### [Problem details]
Search the entries below for the line containing "Exercise. Point out every instance of the asphalt"; from there to the end, return every line exactly and add nothing.

### [Data to process]
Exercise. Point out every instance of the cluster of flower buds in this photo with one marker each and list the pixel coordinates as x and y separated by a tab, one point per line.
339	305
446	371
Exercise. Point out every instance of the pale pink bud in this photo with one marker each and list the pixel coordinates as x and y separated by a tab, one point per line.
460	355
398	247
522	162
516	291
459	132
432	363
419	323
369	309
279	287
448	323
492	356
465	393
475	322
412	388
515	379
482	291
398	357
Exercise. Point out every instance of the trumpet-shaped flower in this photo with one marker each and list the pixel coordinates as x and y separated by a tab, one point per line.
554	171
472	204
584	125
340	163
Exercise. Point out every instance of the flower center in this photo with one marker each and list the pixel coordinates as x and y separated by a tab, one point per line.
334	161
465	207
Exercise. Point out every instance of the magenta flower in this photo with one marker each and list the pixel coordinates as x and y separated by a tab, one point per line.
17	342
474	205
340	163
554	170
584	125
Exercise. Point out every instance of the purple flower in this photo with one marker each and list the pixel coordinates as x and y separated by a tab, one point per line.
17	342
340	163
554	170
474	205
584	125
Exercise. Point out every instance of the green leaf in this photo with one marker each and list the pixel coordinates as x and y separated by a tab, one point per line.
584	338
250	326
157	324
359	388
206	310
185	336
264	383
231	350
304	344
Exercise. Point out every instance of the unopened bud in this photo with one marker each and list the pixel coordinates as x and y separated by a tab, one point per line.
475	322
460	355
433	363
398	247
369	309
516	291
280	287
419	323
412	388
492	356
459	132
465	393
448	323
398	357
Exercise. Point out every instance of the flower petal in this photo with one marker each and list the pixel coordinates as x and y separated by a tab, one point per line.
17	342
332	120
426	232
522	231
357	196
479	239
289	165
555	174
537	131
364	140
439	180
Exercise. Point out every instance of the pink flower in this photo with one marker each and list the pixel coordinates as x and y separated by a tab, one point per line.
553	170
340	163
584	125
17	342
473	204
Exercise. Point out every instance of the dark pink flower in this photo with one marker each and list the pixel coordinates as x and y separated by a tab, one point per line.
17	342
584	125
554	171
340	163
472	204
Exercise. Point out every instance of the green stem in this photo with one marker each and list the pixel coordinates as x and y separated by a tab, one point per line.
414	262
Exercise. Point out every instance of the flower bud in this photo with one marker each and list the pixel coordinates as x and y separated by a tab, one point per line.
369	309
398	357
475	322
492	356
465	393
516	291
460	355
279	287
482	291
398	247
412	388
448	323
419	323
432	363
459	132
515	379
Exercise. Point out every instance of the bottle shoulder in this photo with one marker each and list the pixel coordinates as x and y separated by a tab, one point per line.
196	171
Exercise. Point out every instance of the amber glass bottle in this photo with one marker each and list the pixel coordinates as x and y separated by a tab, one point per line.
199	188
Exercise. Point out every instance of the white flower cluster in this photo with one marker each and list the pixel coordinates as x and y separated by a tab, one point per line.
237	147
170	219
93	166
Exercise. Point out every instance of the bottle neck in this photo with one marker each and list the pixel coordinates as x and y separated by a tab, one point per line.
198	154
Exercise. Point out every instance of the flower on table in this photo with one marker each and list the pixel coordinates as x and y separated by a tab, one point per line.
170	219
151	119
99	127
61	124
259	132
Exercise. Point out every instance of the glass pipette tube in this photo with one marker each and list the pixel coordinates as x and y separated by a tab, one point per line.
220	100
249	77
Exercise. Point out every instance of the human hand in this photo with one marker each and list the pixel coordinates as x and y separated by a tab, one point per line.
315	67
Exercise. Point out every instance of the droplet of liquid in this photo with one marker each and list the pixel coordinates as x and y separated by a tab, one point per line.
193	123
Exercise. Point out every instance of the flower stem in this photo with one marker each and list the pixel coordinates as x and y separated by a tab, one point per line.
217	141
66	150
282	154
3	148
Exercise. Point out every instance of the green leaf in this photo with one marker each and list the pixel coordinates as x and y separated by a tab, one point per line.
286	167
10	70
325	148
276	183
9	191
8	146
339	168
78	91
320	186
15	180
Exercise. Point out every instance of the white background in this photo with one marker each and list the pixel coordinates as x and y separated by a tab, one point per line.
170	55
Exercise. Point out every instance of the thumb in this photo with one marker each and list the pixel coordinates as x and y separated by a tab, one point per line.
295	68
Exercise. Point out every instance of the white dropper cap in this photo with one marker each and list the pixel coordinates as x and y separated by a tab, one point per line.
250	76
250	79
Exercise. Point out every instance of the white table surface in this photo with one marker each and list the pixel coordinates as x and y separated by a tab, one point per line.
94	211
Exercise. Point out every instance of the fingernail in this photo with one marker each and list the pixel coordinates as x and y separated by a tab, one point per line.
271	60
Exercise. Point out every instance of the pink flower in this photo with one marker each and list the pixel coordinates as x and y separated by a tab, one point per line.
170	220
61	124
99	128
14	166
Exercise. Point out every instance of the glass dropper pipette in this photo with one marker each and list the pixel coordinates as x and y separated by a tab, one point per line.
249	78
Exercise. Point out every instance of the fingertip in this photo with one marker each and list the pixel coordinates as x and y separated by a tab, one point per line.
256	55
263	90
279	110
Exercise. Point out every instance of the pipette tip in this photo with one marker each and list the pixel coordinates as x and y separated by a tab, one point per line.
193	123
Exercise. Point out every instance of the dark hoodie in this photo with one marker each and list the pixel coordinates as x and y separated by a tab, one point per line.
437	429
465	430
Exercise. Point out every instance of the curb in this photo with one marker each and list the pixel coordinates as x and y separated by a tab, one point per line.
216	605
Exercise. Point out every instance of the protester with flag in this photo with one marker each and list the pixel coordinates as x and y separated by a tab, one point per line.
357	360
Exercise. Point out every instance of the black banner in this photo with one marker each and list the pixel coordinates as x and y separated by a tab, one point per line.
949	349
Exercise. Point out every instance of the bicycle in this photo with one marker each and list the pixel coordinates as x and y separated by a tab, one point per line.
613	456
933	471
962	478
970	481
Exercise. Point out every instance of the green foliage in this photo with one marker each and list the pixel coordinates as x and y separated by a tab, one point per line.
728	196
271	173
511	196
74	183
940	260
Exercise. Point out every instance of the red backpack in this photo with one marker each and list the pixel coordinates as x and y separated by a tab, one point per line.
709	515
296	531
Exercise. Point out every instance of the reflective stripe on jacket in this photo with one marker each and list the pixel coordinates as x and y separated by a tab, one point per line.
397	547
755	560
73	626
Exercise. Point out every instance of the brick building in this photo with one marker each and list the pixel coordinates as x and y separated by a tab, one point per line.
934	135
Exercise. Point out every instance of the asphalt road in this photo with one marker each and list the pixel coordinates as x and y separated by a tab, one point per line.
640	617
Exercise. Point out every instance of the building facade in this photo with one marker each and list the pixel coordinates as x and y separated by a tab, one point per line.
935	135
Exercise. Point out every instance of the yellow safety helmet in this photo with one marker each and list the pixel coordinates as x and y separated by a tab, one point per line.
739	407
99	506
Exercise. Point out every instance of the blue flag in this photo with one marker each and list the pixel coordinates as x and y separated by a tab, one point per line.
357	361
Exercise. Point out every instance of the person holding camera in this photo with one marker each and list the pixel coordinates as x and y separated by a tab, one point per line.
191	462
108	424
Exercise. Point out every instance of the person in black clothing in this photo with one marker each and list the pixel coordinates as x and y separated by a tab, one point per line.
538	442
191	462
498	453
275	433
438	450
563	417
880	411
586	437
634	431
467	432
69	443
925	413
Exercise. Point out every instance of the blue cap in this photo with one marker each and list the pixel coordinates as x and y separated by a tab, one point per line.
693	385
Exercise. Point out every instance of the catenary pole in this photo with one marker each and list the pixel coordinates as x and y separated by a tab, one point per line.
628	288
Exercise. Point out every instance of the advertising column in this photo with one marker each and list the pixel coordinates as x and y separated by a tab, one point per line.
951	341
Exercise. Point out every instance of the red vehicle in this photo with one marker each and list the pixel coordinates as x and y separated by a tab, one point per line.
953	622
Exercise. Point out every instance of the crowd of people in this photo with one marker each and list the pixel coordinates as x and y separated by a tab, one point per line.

### [Exercise solution]
Exercise. Point out every instance of the asphalt road in this photo with one marker each and list the pixel coordinates as x and y separated by a tab, one point per line.
640	617
Exercise. Point out every instance of the building facade in this photo with one marker each and list the pixel coordinates as x and y separated by a tab, one point per line.
935	135
Exercise. Point out every instance of the yellow safety helmet in this photo with one marker each and list the pixel coordinates as x and y separated by a tab, one point per line.
739	407
99	506
Exercise. Point out every instance of the blue flag in this photo with one marker each and list the pixel coordinates as x and y separated by a tab, one point per line.
357	361
Exercise. Point out every instance of the person holding camera in this photo with one marker each and list the pixel coordinates as x and y separated by a tab, one point per line.
191	462
108	424
Exercise. Point out every instance of the person in black clothing in this photo with one marker each and list the pixel coordinates as x and y separated by a tab, one point per line.
538	442
191	462
498	453
275	433
438	450
563	417
880	411
586	437
634	431
467	432
69	443
925	413
Exercise. Point out every instance of the blue cap in this photo with one marker each and list the pixel coordinates as x and y separated by a tab, one point per line.
693	385
Exercise. Point out every instance of the catenary pole in this photo with one marker each and list the pixel coordinates as x and y separated by a tab, one point per line.
628	288
Exercise. Point out every instance of the advertising column in this photo with one marker each and list the pixel coordinates as x and y separated by a tab, one point per line.
951	341
Exercise. Point out every instance of the red vehicle in this photo with one marker each and list the pixel coordinates as x and y separated by a tab, one point per line.
953	622
Exercise. Point out every instance of the crowd of people in this photo with one marker each and list the pixel coordinates as x and y separated by a tab, one point per line.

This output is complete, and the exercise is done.